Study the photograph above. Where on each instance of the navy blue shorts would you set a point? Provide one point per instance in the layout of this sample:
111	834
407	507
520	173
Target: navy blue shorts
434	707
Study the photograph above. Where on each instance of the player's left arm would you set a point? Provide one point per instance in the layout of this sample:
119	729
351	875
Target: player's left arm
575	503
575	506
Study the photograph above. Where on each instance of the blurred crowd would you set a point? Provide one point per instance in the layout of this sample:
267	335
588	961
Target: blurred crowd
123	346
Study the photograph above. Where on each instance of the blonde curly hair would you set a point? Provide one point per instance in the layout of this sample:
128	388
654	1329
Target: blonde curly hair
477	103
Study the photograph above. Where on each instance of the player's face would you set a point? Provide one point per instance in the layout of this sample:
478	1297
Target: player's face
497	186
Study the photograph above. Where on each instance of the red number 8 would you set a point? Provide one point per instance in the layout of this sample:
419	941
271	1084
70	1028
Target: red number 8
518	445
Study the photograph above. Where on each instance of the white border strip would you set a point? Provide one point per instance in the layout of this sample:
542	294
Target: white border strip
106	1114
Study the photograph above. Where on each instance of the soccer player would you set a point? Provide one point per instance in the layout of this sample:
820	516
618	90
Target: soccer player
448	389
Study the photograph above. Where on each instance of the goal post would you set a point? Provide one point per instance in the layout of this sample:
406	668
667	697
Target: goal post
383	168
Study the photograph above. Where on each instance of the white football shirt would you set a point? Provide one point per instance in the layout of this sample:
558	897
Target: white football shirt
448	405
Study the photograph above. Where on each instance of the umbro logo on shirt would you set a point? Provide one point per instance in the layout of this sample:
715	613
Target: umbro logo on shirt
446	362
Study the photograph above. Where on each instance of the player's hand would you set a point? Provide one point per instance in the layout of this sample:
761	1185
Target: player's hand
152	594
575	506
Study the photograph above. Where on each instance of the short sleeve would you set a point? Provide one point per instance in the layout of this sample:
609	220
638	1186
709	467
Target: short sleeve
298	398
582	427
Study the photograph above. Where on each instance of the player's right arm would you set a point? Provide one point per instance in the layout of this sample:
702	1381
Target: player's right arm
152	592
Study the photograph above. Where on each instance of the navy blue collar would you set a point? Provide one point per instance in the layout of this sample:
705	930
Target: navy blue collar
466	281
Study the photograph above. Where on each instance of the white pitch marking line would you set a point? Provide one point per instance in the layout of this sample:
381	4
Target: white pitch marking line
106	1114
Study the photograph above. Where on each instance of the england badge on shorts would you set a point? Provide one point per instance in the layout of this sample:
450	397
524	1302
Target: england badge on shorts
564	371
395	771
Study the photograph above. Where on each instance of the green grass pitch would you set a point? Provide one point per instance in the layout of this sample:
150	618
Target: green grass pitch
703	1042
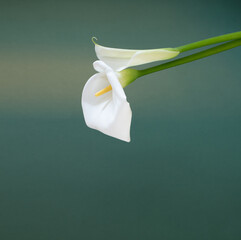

## Aim of the task
Render the whole listing above as a Markdown table with the columns Number and Content, giving each line its own numbered row. Skip blank lines and leave the pictures out.

## The reply
| Number | Content |
|---|---|
| 1 | Study the photograph above. Where on each instance of the navy blue shorts would you set a point? Provide one point per instance in the layout of this sample: |
| 2 | 111	834 |
| 3 | 407	507 |
| 4 | 520	173 |
| 5 | Target: navy blue shorts |
| 6 | 434	707 |
| 7 | Study the photograph above. Where on each instance of the player's left arm would you set a point? Provide one point per instance in the layout of this sample: |
| 8 | 119	729 |
| 9 | 351	875 |
| 10 | Target: player's left arm |
| 11 | 575	503 |
| 12 | 575	506 |
| 13 | Study the photograph above. Where on each instance of the blurred crowd would you set a point? Provide one point per instance in the layout of this sample: |
| 14 | 267	335 |
| 15 | 588	961 |
| 16 | Target: blurred crowd |
| 17 | 123	346 |
| 18 | Study the photograph above. Where on each instance of the blonde curly hair would you set a point? Provide one point per instance in the layout of this sample: |
| 19 | 128	388 |
| 20 | 654	1329 |
| 21 | Target: blonde curly hair |
| 22 | 477	103 |
| 23 | Study the photograph above. Where on each instance of the player's face would you set a point? Provide one point per instance in the layout of this sample: |
| 24 | 478	1297 |
| 25 | Target: player's face |
| 26 | 497	186 |
| 27 | Study the photograph above. Where on each instance of the red number 8 would you set a point? Provide one point per instance in the layout of this sample: |
| 28 | 419	941 |
| 29 | 271	1084 |
| 30 | 70	1028 |
| 31 | Target: red number 8 |
| 32 | 518	445 |
| 33 | Study the photograph above. Where on each instance of the white border strip would you set a point? Provide one point per instance in the layout of this sample: |
| 34 | 542	294 |
| 35 | Target: white border strip |
| 36 | 106	1114 |
| 37 | Study the photograph above. Where on each instance of the soccer player would you set a point? Provide one point per instance in the layout of this sample: |
| 38 | 820	516 |
| 39 | 618	90 |
| 40 | Target: soccer player |
| 41 | 448	389 |
| 42 | Study the photograph above. Where on each instance of the goal post would you set a point? Provide one point per instance in the layout of this sample: |
| 43 | 406	668 |
| 44 | 667	697 |
| 45 | Target: goal post |
| 46 | 383	168 |
| 47 | Study the photograph above. Where on each instance of the white football shirt would you set a point? Provide one point per instance in the layout of this sample: |
| 48 | 558	897 |
| 49 | Target: white football shirt |
| 50 | 448	405 |
| 51 | Study the photograph above. Where on each instance of the umbro logo on shirt would you set a point? Provide one point per instance in the layout of this sample: |
| 52 | 715	613 |
| 53 | Target: umbro logo on shirt |
| 54 | 446	362 |
| 55 | Study the photograph above. Where on each instance of the player's hand would you set a point? Provide one point per instance in the layout of this sample: |
| 56 | 761	1185 |
| 57 | Target: player's hand |
| 58 | 152	594 |
| 59 | 575	506 |
| 60 | Study the photograph above. Where on each instance of the short sleeve would you set a point? Provide one point per instance in the layout of this sample: |
| 61 | 609	220 |
| 62 | 638	1186 |
| 63 | 709	467 |
| 64 | Target: short sleeve |
| 65 | 298	398 |
| 66 | 582	427 |
| 67 | Study the photograph above. Where on each instance of the player's right arm would you set a point? Provide one point per instance in the layout of this sample: |
| 68 | 702	1381 |
| 69 | Target: player's right arm |
| 70 | 152	592 |
| 71 | Study the photograph above. Where on each instance of the navy blue collar would you set a point? Provide one point per instance in the layout of this sample: |
| 72 | 705	930 |
| 73 | Target: navy blue collar |
| 74 | 466	281 |
| 75 | Study the photograph above. Where on each instance of the white pitch marking line would you set a point? Provide one point per instance in the layout of this sample: |
| 76 | 381	4 |
| 77 | Target: white pitch marking line |
| 78 | 106	1114 |
| 79 | Study the photograph above. Where on each instance of the england badge on shorts would you set a point? Provide one point per instance in the layout of this sample: |
| 80 | 450	397 |
| 81 | 524	1302 |
| 82 | Target: england badge on shorts |
| 83 | 564	371 |
| 84 | 395	771 |
| 85 | Study the photograph above. Where on each instance of the green grass pitch would you set a point? Provide one point per instance in the layout of this sample: |
| 86 | 150	618 |
| 87 | Target: green grass pitch |
| 88 | 703	1042 |